__Aufgabenstellung 1__: Schreiben Sie den folgenden Textauszug über den Heimwerker im Home-Office vollständig und ohne jede Änderung ab.

__Textauszug__:
★ ★ ★ ★ ★

Das Unternehmen des Heimwerkers steht täglich auf dem partnerschaftlichen oder erweiterten familiären Prüfstand. Und das in einer Form, wie es bisher noch nie in der Vergangenheit dagewesen ist. Der Resthaushalt kannte Personen und Unternehmen nur aus Erzählungen des Heimwerkers, im besten Fall aus vereinzelten Weihnachts- oder sonstigen Firmenfeiern.

Die familiären „Nachbetrachtungen“ haben somit eine Auswirkung auf den Heimwerker, weil unterschiedlichste Situationen LIVE von den Mitbewohnern erlebt und beurteilt werden (können). Klassische Ansage: „Du, dein Chef ist aber schon eher gewöhnungsbedürftig…“.

Allzu hemmungslose Schlagabtäusche, Befehlsausgaben oder sonstige, im Normalfall besser in einer abgeschlossenen Umgebung stattfindenden Klärungsgespräche sollten in Zeiten des Home-Office trotzdem nicht „öffentlich“ durchgeführt werden. Das Unternehmen als solches und seine Vertreter stehen (oft unvorbereitet) auf einer neuen Betrachtungsebene. Negative Erlebnisse oder Erfahrungen daraus können sich wesentlich deutlicher auswirken, als bisher erwartet.

★ ★ ★ ★ ★

Punktbasierte Annotationsdaten
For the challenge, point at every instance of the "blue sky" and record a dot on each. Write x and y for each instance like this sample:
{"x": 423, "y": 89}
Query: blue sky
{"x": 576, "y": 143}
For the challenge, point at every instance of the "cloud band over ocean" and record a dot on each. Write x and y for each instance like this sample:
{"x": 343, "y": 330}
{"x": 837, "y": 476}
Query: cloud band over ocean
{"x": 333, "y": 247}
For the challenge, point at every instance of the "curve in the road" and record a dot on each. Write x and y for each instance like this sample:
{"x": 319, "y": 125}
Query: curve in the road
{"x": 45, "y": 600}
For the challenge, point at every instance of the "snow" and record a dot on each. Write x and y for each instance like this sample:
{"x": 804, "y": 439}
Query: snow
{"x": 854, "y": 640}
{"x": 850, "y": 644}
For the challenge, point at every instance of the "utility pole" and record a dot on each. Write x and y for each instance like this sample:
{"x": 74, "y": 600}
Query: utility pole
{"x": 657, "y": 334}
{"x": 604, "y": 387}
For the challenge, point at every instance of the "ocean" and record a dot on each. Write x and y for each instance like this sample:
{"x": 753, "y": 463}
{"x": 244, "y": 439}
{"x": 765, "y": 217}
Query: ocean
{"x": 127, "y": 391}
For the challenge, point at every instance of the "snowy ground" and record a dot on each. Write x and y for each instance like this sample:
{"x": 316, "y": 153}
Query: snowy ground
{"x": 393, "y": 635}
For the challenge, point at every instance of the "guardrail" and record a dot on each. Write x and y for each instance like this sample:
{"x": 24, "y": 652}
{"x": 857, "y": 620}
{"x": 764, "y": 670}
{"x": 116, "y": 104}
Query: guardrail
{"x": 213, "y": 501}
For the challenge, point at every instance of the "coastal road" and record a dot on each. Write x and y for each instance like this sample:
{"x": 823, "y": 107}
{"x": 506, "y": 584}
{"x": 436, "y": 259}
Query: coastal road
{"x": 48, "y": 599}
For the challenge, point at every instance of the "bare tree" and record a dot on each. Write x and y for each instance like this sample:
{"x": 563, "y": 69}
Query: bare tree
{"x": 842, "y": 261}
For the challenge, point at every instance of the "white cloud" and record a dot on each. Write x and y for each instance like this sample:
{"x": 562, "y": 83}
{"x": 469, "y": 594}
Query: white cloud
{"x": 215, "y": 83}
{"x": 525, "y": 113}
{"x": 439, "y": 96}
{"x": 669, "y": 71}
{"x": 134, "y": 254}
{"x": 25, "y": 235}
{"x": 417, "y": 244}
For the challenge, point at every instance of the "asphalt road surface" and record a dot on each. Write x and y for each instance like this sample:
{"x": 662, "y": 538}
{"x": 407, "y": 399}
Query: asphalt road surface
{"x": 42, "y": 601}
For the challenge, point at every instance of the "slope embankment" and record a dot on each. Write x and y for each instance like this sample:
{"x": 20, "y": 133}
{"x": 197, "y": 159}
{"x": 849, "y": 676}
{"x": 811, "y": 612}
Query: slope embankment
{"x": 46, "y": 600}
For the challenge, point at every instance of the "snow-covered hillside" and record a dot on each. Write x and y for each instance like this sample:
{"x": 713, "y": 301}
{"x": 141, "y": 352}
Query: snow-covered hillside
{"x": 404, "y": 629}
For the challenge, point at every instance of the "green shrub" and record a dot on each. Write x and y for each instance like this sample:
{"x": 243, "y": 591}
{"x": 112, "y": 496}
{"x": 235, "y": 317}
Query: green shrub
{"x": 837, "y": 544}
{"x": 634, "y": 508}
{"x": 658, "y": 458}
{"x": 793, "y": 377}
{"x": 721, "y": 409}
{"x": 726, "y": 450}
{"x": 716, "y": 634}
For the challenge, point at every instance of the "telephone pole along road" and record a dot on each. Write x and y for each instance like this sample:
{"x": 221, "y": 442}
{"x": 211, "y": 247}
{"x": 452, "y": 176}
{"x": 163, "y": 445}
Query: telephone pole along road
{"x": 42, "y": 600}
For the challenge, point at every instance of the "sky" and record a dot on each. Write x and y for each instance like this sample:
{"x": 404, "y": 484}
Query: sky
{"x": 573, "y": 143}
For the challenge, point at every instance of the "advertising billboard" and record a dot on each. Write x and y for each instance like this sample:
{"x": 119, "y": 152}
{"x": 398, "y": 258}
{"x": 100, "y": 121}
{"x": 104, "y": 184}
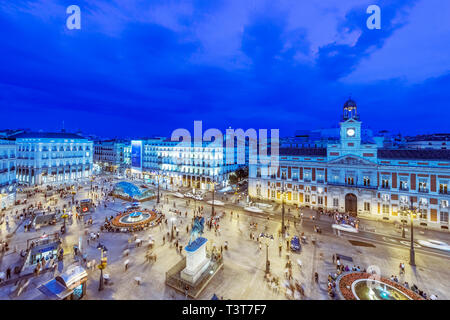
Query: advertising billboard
{"x": 136, "y": 155}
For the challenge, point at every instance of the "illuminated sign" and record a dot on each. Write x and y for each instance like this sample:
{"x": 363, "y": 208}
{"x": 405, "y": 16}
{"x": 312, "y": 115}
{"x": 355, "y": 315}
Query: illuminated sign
{"x": 136, "y": 155}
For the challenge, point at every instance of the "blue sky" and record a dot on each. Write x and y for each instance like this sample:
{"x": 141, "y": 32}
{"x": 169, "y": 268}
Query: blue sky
{"x": 148, "y": 67}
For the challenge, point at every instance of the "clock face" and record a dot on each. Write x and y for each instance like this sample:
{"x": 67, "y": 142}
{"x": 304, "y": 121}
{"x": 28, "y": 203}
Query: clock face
{"x": 350, "y": 132}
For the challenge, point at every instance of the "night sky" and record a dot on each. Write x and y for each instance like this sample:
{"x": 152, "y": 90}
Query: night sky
{"x": 142, "y": 68}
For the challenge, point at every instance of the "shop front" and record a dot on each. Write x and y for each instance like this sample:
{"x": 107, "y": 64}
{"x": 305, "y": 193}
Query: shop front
{"x": 70, "y": 285}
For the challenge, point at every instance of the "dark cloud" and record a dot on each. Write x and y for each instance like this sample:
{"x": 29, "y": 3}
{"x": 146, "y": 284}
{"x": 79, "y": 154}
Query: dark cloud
{"x": 143, "y": 80}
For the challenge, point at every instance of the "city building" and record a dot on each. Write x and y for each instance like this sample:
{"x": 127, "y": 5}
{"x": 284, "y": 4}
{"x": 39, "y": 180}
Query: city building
{"x": 356, "y": 176}
{"x": 182, "y": 166}
{"x": 60, "y": 157}
{"x": 7, "y": 173}
{"x": 110, "y": 155}
{"x": 429, "y": 141}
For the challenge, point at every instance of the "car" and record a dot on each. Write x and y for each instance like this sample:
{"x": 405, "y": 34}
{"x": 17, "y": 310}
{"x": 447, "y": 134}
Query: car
{"x": 435, "y": 244}
{"x": 344, "y": 227}
{"x": 295, "y": 244}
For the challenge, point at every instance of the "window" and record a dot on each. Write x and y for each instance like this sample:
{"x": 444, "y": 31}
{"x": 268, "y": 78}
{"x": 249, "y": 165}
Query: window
{"x": 443, "y": 217}
{"x": 404, "y": 185}
{"x": 335, "y": 202}
{"x": 423, "y": 212}
{"x": 403, "y": 199}
{"x": 423, "y": 186}
{"x": 443, "y": 188}
{"x": 307, "y": 176}
{"x": 307, "y": 198}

★ ★ ★ ★ ★

__Aufgabenstellung 2__: Suchen Sie in den obigen Einträgen alle Zeilen heraus, in denen die Zeichenfolge „embankment“ vorkommt, und geben Sie jede dieser Zeilen vollständig wieder. Achten Sie dabei auf die Groß- und Kleinschreibung.

__Ausgearbeitete Lösung 1__:
Das Unternehmen des Heimwerkers steht täglich auf dem partnerschaftlichen oder erweiterten familiären Prüfstand. Und das in einer Form, wie es bisher noch nie in der Vergangenheit dagewesen ist. Der Resthaushalt kannte Personen und Unternehmen nur aus Erzählungen des Heimwerkers, im besten Fall aus vereinzelten Weihnachts- oder sonstigen Firmenfeiern.

Die familiären „Nachbetrachtungen“ haben somit eine Auswirkung auf den Heimwerker, weil unterschiedlichste Situationen LIVE von den Mitbewohnern erlebt und beurteilt werden (können). Klassische Ansage: „Du, dein Chef ist aber schon eher gewöhnungsbedürftig…“.

Allzu hemmungslose Schlagabtäusche, Befehlsausgaben oder sonstige, im Normalfall besser in einer abgeschlossenen Umgebung stattfindenden Klärungsgespräche sollten in Zeiten des Home-Office trotzdem nicht „öffentlich“ durchgeführt werden. Das Unternehmen als solches und seine Vertreter stehen (oft unvorbereitet) auf einer neuen Betrachtungsebene. Negative Erlebnisse oder Erfahrungen daraus können sich wesentlich deutlicher auswirken, als bisher erwartet.

__Ausgearbeitete Lösung 2__:
For the challenge, point at every instance of the "slope embankment" and record a dot on each. Write x and y for each instance like this sample:
Query: slope embankment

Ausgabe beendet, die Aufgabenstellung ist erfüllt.